• **Directive**
Transcribe every record that appears below, exactly and in full.

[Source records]
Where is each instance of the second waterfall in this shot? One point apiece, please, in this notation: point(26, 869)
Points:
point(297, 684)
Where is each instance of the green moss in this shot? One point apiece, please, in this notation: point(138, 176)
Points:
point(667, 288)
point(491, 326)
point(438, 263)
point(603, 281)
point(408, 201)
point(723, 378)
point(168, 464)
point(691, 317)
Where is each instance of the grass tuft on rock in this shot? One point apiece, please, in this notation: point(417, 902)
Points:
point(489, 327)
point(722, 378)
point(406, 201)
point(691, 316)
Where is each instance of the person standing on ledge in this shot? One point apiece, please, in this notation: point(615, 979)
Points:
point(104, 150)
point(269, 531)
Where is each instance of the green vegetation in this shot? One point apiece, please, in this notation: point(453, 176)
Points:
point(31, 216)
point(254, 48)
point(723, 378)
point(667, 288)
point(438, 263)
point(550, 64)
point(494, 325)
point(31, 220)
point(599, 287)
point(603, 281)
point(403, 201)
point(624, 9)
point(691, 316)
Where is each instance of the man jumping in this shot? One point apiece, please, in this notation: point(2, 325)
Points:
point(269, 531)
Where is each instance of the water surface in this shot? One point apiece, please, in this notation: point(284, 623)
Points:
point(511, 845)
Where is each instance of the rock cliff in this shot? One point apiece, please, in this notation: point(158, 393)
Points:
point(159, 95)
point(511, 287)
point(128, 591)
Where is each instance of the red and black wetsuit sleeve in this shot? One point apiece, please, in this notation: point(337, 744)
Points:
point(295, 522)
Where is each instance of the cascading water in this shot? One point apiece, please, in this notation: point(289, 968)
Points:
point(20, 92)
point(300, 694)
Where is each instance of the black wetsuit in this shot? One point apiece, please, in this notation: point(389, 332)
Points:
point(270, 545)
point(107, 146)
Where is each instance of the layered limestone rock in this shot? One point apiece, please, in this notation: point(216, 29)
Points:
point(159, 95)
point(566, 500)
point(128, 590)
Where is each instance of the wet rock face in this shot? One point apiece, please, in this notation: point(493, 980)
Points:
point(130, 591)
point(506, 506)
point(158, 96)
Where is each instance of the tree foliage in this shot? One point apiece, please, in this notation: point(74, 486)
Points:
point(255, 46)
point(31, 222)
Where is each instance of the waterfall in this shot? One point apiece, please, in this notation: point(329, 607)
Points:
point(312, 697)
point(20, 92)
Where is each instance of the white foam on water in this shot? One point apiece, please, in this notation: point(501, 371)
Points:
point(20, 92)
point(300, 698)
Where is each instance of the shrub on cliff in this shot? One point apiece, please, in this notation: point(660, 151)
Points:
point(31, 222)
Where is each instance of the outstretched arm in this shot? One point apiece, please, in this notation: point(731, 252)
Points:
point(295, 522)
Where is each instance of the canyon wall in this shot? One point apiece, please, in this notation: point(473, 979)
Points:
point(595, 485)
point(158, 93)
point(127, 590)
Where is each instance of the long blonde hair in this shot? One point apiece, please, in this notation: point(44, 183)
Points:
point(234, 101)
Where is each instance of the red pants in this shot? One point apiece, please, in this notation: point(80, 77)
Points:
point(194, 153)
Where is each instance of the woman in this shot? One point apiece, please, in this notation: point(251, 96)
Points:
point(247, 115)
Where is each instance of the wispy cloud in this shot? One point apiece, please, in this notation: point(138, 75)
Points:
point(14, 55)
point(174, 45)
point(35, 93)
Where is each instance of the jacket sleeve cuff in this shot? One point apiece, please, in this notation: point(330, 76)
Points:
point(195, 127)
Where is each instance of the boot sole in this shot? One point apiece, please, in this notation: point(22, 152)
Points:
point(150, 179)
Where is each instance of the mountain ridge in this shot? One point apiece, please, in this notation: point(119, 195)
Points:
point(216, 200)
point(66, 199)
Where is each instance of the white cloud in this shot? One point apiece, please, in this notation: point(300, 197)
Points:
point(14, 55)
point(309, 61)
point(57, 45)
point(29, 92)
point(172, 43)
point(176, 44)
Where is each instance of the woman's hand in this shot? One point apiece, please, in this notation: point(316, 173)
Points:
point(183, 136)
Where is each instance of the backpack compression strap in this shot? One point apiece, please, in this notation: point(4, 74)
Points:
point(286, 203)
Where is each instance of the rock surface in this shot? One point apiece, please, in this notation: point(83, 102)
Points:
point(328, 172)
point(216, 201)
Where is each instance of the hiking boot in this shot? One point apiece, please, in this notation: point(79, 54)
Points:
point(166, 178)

• **Output of the exercise**
Where is each instance of the second waterfall in this shot? One point apiece, please, in this notation: point(26, 869)
Points:
point(297, 684)
Where is each instance of the green moss in this shot? One point apiece, please, in this notation: point(138, 176)
Points:
point(667, 288)
point(491, 326)
point(438, 263)
point(603, 281)
point(408, 201)
point(723, 378)
point(168, 464)
point(691, 317)
Where is each instance of the grass tuft on rock in this shot? One point apiece, please, in this notation: point(417, 902)
Points:
point(489, 327)
point(722, 378)
point(406, 201)
point(691, 316)
Where is each instance of the person standing on ledge in this shot? One point apiece, please, in this notation: point(615, 979)
Points:
point(104, 150)
point(269, 531)
Where is each instance of the green vegetation in this shot? One point apiece, please, in this notation: point(453, 176)
Points:
point(31, 216)
point(254, 48)
point(723, 378)
point(667, 288)
point(438, 263)
point(550, 64)
point(494, 325)
point(31, 220)
point(599, 287)
point(603, 281)
point(403, 201)
point(624, 9)
point(691, 316)
Where is each instance of the man jumping in this shot? One point apiece, please, in this notation: point(2, 325)
Points:
point(269, 531)
Where is each instance of the water surface in this shot? One point apiece, please, in this notation: point(284, 623)
Points:
point(511, 845)
Where is each instance of the rock cliff in this shot? One point apiece, please, in this notation: point(158, 393)
Points:
point(159, 95)
point(511, 287)
point(128, 591)
Where is each instance of the red and black wetsuit sleeve in this shot? One point apiece, please, in this notation: point(337, 744)
Points:
point(295, 522)
Where is each instance of the cascading water in this shot? One point apiece, please, in this notation: point(289, 968)
Points:
point(20, 92)
point(300, 694)
Where is each instance of the black wetsuit in this shot? One point apiece, please, in this notation: point(389, 332)
Points:
point(270, 545)
point(107, 146)
Where is each instance of the layered limestone rock in this shot? One point apiece, please, in this notation: point(216, 29)
Points:
point(159, 95)
point(566, 500)
point(128, 590)
Where is each instance of the wet rock face in this shot? One point apiece, please, in this notation: point(493, 980)
Points:
point(130, 591)
point(506, 506)
point(158, 96)
Where is each instance of the tree foliage in this shot? One point apiece, please, in this notation: point(74, 486)
Points:
point(255, 46)
point(31, 222)
Where is each instance of the waterfall in this shot? One point apiece, please, in this notation: point(329, 607)
Points:
point(312, 697)
point(20, 92)
Where is each instance of the white foam on water in this shot? One point apiece, please, in this notation: point(501, 371)
Points:
point(20, 92)
point(300, 698)
Where is each instance of the shrub on cliff in this shot? One point apiece, please, in this notation: point(660, 151)
Points:
point(31, 222)
Where is each instance of the outstretched arm in this shot? One point apiece, please, in this notation: point(731, 252)
Points:
point(295, 522)
Where is each instance of the canyon wall in this shot? One point apiece, please, in this notation: point(473, 979)
Points:
point(595, 485)
point(158, 93)
point(127, 590)
Where is each instance of the long blonde hair in this shot? One point apiece, please, in this notation: point(44, 183)
Points:
point(234, 101)
Where is each instance of the red pants in this shot? One point apiece, please, in this notation: point(80, 77)
Points:
point(194, 153)
Where is each instance of the woman in this shot? One point apiece, please, in this notation: point(251, 96)
Points:
point(247, 115)
Where is each instance of the wispy cloud in this shot? One point apiece, please, in this notation: point(138, 75)
Points:
point(14, 55)
point(174, 45)
point(35, 93)
Where is each instance of the jacket sleeve cuff in this shot? One point apiece, please, in this notation: point(330, 76)
Points:
point(195, 127)
Where is each instance of the boot sole in this shot? One point apiece, please, in this notation: point(22, 152)
Points:
point(150, 179)
Where is each instance of the mountain ridge in this shot? One point apiece, please, in this notation: point(119, 195)
Points:
point(216, 200)
point(66, 199)
Where is each instance of the white cloud in this shot? One point apiece, please, in this notation: point(300, 197)
Points:
point(14, 55)
point(309, 61)
point(57, 45)
point(29, 92)
point(172, 43)
point(176, 44)
Where is each instance of the woman's hand in this shot? One point apiece, please, in this notation: point(316, 173)
Points:
point(183, 136)
Where is each instance of the backpack compression strap in this shot? One point apiece, please, in this notation: point(4, 74)
Points:
point(286, 203)
Where is each instance of the rock surface in this shot? One point apiece, please, in this notation: point(83, 102)
Points:
point(328, 172)
point(216, 201)
Where is each instance of the hiking boot in this shot? One point apiece, please, in this notation: point(79, 54)
Points:
point(166, 178)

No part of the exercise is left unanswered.